─── Stored data ───

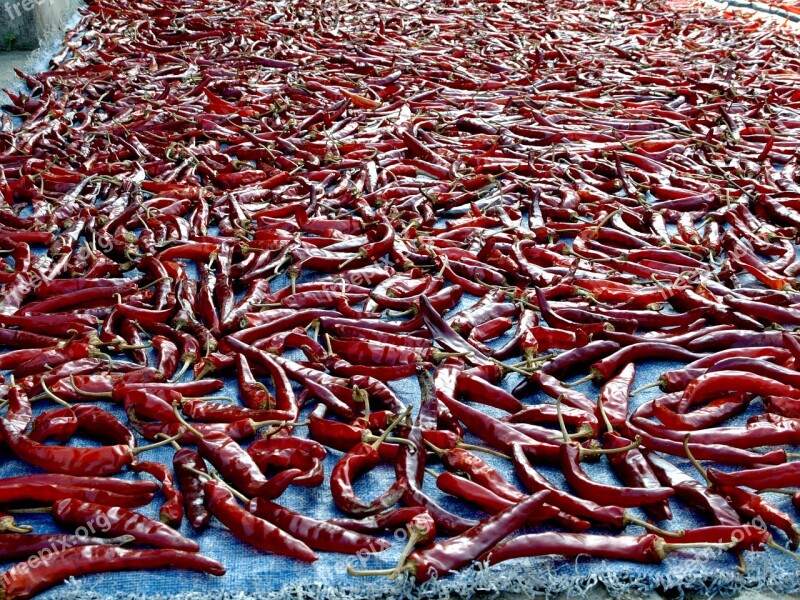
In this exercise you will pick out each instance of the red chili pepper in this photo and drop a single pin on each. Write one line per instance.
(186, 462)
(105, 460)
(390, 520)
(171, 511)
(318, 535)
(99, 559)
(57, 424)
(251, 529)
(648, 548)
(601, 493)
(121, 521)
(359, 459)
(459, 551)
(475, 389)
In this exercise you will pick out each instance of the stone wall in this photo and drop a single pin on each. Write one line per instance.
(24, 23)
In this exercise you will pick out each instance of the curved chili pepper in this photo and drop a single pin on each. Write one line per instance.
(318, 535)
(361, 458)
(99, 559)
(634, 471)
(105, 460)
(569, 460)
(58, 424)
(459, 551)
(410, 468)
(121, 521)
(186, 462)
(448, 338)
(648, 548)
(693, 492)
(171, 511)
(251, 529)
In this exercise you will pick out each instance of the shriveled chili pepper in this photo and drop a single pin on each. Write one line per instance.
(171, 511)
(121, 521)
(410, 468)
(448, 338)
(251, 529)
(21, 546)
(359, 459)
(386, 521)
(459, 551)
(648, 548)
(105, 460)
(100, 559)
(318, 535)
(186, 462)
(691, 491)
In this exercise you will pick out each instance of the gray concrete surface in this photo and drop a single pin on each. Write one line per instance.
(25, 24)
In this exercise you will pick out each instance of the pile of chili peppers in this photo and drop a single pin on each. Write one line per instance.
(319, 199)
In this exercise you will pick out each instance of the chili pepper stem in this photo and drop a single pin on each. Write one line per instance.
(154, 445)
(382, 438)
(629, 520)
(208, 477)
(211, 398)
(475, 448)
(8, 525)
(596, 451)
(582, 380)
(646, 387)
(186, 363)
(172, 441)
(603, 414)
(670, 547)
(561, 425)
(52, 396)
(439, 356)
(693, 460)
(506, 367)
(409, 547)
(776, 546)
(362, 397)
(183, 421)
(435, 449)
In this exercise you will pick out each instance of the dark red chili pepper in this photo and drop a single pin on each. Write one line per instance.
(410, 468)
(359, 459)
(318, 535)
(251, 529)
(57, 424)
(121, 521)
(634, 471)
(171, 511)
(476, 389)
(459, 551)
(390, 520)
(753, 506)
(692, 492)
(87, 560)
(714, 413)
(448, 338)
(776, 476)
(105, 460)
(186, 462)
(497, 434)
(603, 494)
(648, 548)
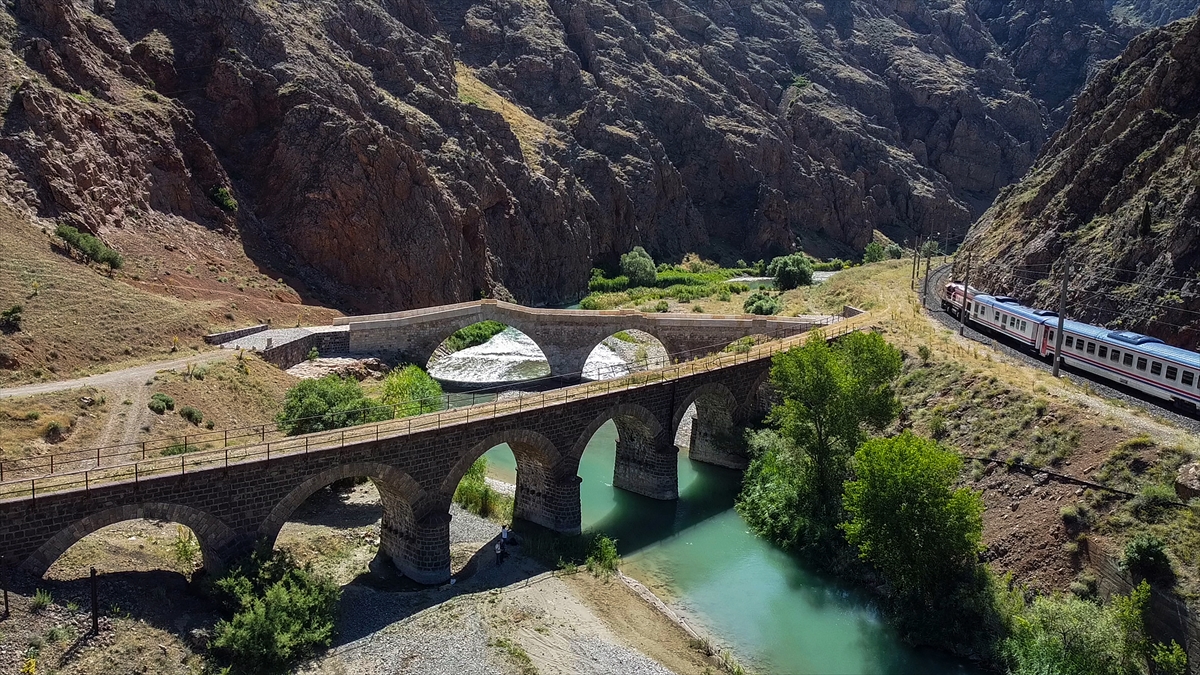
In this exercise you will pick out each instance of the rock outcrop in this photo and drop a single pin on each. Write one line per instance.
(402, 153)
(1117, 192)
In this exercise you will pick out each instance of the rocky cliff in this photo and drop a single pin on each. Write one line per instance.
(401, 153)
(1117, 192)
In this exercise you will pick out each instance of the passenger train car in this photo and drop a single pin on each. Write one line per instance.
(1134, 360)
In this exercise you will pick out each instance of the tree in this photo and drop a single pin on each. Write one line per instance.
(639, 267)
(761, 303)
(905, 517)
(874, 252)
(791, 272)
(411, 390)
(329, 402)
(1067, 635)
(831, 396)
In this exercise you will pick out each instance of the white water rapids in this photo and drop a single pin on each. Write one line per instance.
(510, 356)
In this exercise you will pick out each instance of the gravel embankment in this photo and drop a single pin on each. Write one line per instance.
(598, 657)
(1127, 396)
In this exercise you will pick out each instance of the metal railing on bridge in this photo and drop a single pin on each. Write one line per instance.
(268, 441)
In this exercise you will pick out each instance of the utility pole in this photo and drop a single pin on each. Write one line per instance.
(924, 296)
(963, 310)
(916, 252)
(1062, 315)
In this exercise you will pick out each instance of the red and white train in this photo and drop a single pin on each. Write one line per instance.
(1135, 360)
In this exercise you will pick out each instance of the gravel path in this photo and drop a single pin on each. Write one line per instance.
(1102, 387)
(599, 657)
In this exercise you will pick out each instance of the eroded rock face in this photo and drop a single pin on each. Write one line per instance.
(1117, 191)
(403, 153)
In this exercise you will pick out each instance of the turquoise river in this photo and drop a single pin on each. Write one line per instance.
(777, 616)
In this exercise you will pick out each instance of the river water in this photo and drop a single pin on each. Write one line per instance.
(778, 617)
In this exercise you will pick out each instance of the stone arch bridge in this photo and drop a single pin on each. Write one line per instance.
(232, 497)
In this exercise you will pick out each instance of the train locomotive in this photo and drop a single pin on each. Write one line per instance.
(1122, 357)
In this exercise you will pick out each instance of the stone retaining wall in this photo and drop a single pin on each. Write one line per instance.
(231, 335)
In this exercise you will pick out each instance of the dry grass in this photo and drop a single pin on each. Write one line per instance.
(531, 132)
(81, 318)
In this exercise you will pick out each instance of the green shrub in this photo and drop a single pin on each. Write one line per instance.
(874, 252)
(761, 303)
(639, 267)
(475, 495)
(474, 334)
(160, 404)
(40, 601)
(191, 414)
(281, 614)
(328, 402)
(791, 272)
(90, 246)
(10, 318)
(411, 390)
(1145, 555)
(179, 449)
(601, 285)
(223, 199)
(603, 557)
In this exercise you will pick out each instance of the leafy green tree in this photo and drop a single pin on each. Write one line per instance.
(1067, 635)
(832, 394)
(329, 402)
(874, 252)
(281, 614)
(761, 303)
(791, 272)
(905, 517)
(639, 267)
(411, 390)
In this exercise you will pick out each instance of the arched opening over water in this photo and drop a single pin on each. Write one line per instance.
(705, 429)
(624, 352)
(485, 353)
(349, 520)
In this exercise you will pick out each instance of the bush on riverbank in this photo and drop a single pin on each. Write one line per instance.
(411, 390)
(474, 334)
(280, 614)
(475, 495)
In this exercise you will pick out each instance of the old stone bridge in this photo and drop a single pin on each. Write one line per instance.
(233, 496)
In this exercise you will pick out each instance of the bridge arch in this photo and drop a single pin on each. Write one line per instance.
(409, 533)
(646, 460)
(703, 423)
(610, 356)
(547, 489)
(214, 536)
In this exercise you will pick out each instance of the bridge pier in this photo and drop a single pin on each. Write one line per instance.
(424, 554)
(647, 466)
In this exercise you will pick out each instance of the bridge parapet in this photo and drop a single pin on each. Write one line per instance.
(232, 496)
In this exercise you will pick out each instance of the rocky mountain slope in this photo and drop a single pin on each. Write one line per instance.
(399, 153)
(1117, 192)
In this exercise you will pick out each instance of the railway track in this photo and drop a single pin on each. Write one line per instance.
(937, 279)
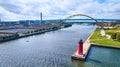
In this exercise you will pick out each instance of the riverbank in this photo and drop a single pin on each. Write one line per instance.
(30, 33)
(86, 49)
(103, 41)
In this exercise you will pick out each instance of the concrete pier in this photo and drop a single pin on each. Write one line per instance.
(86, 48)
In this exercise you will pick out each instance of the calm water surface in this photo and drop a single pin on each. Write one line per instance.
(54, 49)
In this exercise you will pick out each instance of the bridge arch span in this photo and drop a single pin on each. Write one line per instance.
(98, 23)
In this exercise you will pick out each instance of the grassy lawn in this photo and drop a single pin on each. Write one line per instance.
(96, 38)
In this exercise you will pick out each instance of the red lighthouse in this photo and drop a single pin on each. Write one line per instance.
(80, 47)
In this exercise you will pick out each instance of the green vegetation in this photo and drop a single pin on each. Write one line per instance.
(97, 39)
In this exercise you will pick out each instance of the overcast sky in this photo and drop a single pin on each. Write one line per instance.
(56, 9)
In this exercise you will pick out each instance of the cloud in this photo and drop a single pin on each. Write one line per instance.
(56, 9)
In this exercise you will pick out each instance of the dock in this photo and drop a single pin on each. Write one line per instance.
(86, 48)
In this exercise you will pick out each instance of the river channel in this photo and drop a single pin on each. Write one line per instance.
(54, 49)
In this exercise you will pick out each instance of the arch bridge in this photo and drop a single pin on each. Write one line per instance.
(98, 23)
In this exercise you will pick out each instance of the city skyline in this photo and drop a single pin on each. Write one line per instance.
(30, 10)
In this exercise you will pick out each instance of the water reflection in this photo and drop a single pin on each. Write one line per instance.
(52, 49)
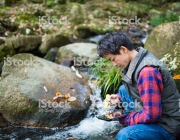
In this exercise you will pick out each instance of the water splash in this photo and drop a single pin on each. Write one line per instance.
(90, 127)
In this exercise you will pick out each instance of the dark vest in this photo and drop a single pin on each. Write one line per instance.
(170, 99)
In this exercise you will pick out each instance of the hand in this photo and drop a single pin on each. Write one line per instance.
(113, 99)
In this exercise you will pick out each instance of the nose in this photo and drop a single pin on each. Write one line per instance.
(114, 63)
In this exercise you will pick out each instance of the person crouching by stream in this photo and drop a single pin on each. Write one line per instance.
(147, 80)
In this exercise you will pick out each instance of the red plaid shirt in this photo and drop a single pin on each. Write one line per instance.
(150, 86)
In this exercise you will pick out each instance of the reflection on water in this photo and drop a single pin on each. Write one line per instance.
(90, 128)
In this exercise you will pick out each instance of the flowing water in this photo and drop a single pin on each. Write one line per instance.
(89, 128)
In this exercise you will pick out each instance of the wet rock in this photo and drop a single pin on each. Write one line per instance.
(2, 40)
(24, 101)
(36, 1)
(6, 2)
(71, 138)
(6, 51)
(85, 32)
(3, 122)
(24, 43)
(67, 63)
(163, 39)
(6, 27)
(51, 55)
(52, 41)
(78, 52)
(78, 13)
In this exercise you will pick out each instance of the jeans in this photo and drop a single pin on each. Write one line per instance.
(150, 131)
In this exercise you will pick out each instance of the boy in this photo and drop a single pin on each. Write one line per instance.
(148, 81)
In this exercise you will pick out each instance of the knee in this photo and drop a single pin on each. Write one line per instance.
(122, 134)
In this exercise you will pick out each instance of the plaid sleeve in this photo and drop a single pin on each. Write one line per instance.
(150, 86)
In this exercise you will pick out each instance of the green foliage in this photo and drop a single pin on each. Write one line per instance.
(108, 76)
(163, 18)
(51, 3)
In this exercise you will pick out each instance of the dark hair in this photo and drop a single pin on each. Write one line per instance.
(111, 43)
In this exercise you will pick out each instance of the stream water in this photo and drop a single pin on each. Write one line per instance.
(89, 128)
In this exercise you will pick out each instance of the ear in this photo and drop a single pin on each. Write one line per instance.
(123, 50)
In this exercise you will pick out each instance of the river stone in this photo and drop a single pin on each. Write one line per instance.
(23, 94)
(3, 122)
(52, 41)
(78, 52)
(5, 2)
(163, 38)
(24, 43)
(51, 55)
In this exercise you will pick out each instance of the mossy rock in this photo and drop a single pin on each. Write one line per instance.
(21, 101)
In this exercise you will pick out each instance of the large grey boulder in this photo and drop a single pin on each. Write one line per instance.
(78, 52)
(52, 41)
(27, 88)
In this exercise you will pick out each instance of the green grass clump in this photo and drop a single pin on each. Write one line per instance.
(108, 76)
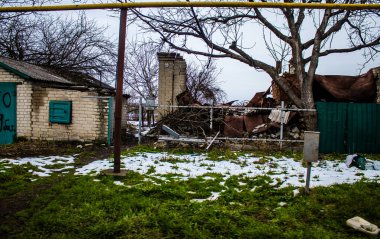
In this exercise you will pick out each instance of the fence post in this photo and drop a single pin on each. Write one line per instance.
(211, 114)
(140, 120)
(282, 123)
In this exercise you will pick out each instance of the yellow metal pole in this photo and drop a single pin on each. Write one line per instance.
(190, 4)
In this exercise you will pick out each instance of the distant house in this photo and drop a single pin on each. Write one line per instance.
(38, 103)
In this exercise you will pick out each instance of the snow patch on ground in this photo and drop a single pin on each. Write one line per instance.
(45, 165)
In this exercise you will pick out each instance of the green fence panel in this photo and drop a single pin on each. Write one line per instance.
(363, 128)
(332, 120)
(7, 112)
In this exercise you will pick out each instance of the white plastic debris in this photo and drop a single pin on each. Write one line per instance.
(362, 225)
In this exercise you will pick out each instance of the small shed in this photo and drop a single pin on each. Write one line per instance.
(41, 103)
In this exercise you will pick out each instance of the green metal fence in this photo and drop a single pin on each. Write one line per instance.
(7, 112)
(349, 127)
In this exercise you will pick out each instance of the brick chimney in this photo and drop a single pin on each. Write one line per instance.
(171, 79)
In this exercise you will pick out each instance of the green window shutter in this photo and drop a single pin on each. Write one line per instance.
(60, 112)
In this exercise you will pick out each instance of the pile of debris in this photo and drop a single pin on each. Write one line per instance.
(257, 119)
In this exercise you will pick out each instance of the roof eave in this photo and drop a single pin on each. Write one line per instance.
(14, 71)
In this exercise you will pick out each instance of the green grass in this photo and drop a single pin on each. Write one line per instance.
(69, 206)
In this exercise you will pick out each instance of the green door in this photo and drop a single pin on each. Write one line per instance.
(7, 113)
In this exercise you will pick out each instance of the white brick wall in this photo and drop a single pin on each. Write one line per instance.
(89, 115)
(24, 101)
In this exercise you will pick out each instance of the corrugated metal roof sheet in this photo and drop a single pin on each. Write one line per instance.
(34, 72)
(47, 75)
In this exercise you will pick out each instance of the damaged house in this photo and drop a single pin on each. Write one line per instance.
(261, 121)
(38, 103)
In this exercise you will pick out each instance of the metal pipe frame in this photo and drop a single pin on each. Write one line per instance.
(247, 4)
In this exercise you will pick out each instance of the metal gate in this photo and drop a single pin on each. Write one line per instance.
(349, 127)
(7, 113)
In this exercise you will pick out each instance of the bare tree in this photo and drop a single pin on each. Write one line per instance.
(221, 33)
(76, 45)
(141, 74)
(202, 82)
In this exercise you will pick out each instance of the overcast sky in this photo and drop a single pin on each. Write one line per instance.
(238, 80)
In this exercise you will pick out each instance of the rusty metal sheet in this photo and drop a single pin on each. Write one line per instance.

───

* Work to be completed *
In the listing above, find the line with "green grass in" and set down that line and all after it exactly, through the final line.

* Exercise response *
In this exercise you will pick out each instance of the green grass in this photo and drop a single pin on each. Write one line per instance.
(69, 206)
In this exercise you will pick out each instance of the green door in this photo and drop a single pin on each. Write one line per instance.
(7, 113)
In this exercise you will pick out each instance of the white brick wall in this photo and drop a single pin on each. Write one line per instance.
(89, 115)
(24, 101)
In this exercise you will pick out each instance of the corrugated metal roof sheet in this photo and drop a single pin on each. Write one line per instance.
(34, 72)
(47, 75)
In this exercise you will pick out each instance of the damaged house in this photo and drop a single pin on each. Write one line per instance.
(261, 121)
(38, 103)
In this exercise you will pick out each instance of the metal pipe frame in this photo and drop a single pin on each. Write one line per instance.
(247, 4)
In this exercise you will pick out each instance of the metal gate in this photo and drop a single pin on each. Write one line per instance.
(349, 127)
(7, 113)
In this exercise you will pick out each instance of the bare tree in this photo and drop a single pin on each. Write one line per instance.
(221, 33)
(76, 45)
(141, 74)
(202, 82)
In this exercise you will pick out each instance of the overcast sky in this photo and drop a single pin on each. Write one line per instance.
(238, 80)
In this exercise you will pick out each instance of the rusty metal sheet in this photo and drop a single pin on each. Write one line per instance.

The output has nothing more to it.